-- begin GIVEN DATA --

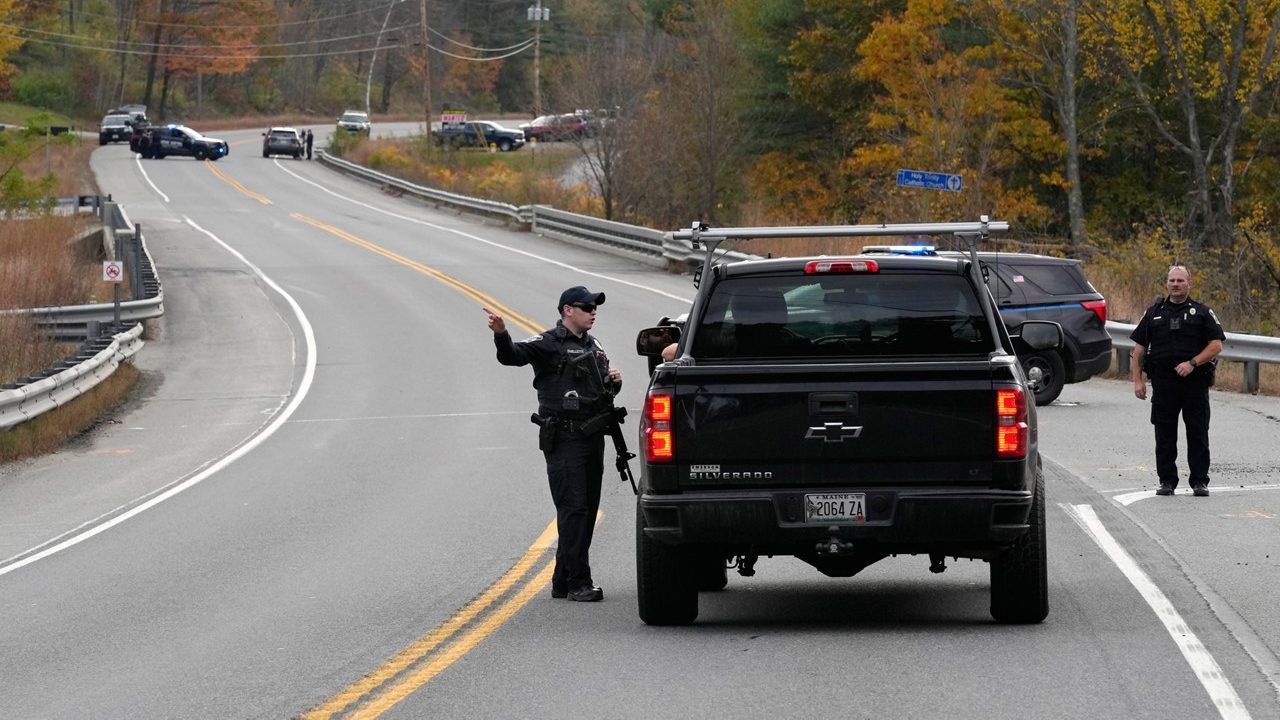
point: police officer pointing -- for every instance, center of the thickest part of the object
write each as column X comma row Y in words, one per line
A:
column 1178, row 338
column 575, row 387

-- end GIVEN DATA --
-- begin GIVEN DATA --

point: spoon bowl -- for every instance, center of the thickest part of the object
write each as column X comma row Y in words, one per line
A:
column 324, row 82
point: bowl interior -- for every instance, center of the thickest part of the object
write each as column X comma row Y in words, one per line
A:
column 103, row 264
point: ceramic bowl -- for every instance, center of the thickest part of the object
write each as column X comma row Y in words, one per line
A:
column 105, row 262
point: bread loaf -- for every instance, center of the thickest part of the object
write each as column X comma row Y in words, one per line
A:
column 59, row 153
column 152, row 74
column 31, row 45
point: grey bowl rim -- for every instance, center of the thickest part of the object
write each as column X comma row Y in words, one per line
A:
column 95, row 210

-- end GIVEN DATA --

=== WRITTEN TASK ===
Print, without alteration, the stretch of the entries above from the line containing "point: spoon bowl" through the line containing "column 324, row 82", including both of those lines.

=== FULL ANSWER ===
point: spoon bowl -- for every instance, center of the thickest part of the object
write each as column X comma row Y in words, one per line
A:
column 324, row 82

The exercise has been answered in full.